PAGE EXCERPT —

------------------------------

So, let's schedule only 3 days for illustration this time. That was about how long it actually took.

Conclusion

I think I'm definitely learning more about how to do this kind of work.

This chapter, over all, has been a massive success story.

I think it's entirely possible that in time, I could learn to do these chapters /much/ faster than one for every two weeks--which is a big relief, because I'm going to have to get a real job, too, at some point.

I'll try to pace myself for now.

Friday 9 September 2022

Reflections on the Process: Roots Chapter 1

 As of 24 August, I have a basically complete version of The Roots We Grew and Severed, chapter 1, illustrated, scored, and hooked up, ready to publish.

The process was clunky; rocky; and took me at least forty percent longer than I'd planned, but I'm happy with the result--and I learned a lot.

Let's back up for a second. We're missing some context here.

In July 2022, I quit my day job to launch Roots.

Temporarily quit my day job. I budgeted for about six months off for full time art.

For these six months, the goals I set were:
  • Perfect the chapter production process to a point of life-proof efficiency & speed
  • Start cultivating a reader-base.
That's it. Not "finish book one"--not "monetize" and certainly not "become financially sustainable."
 
Well, I've been drawing up a storm, working sixty hour weeks, and I am making progress with Roots. But I've been losing the plot a little here, because the goal, above powering through the chapters, is to perfect the process--and it's been weeks since I've done any process reflection at all.
 

I want to share a reflection for every chapter I animate--

--for the rest of the "launching" period, at least.

 I'll talk about how the work went, what I learned from it, and what I'm going to try next.

This will be the first, pertaining to The Roots We Grew and Severed chapter 1.
 

Process Reflections

Chapter 1, "The Boy Luthier" follows our first main character, Jwa Fyair, through a formative time in his childhood, in his home town of Fyair Gree, Il Fenmahr.

------------------------------

RECORDS —
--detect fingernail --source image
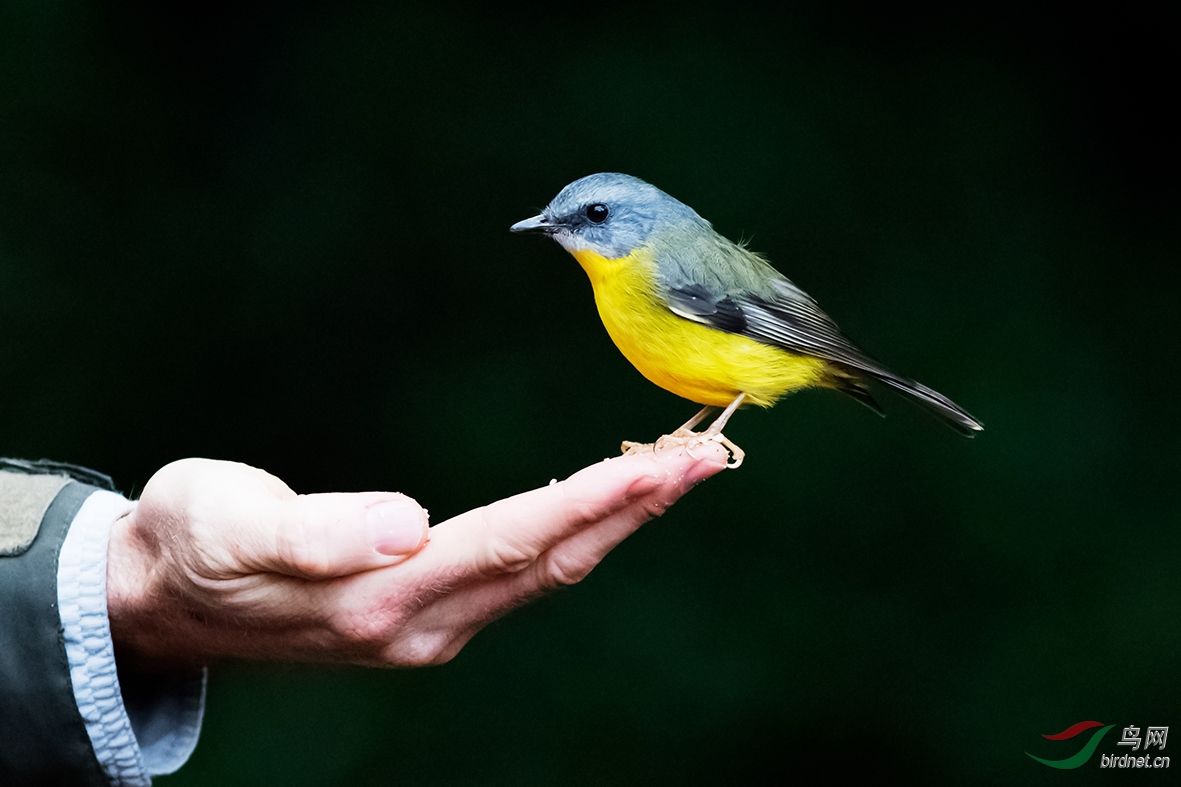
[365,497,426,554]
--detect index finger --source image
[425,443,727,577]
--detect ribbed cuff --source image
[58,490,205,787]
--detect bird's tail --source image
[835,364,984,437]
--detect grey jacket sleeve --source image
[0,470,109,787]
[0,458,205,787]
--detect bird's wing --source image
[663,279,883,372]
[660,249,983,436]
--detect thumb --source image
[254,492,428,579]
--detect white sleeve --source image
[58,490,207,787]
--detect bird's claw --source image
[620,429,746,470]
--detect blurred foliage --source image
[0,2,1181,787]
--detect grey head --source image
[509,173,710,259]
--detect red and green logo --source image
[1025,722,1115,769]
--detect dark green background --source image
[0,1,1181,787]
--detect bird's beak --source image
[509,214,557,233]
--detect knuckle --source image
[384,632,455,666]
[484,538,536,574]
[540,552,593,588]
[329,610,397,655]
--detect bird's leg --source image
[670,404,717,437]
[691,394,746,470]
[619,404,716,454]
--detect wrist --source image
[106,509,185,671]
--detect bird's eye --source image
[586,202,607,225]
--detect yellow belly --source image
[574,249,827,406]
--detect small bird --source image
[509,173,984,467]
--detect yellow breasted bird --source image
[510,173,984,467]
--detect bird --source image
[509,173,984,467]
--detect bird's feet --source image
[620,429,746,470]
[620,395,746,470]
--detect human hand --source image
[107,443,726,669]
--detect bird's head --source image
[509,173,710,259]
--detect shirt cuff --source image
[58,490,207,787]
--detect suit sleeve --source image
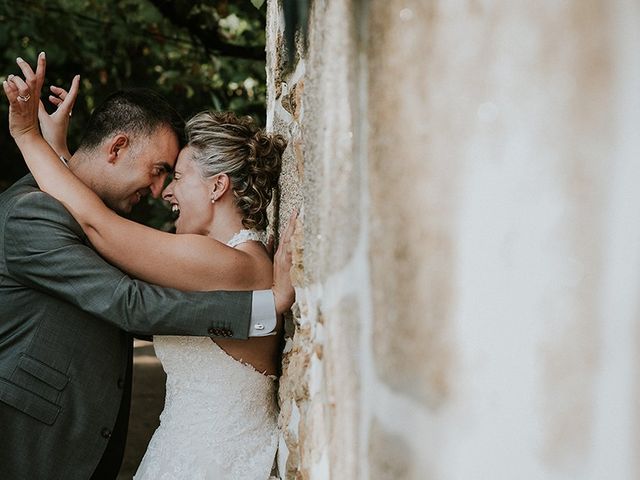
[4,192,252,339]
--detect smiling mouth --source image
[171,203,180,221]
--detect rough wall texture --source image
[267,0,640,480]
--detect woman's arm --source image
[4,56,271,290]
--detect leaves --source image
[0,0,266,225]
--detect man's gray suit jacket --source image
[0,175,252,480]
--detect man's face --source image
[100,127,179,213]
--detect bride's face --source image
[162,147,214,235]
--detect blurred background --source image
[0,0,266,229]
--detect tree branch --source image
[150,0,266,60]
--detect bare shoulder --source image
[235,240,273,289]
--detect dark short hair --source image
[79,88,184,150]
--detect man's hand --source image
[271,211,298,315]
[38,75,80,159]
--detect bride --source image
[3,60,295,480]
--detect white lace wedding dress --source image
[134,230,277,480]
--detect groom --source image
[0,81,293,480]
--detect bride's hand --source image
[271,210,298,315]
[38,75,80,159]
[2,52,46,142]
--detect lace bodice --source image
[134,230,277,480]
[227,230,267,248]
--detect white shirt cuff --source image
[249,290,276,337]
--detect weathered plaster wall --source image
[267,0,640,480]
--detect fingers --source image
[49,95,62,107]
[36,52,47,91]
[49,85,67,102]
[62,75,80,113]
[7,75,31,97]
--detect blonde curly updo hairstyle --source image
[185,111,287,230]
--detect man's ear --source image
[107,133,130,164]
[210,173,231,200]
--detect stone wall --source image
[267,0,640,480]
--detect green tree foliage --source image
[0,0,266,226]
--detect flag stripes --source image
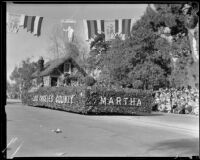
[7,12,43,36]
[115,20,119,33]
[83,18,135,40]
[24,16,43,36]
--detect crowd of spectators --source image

------------------------------

WRITTEN EXERCISE — Write out everything in the blog post about making the Roots chapter, from "Temporarily quit my" down to "period, at least.".

EXERCISE SOLUTION —
Temporarily quit my day job. I budgeted for about six months off for full time art.

For these six months, the goals I set were:
  • Perfect the chapter production process to a point of life-proof efficiency & speed
  • Start cultivating a reader-base.
That's it. Not "finish book one"--not "monetize" and certainly not "become financially sustainable."
 
Well, I've been drawing up a storm, working sixty hour weeks, and I am making progress with Roots. But I've been losing the plot a little here, because the goal, above powering through the chapters, is to perfect the process--and it's been weeks since I've done any process reflection at all.
 

I want to share a reflection for every chapter I animate--

--for the rest of the "launching" period, at least.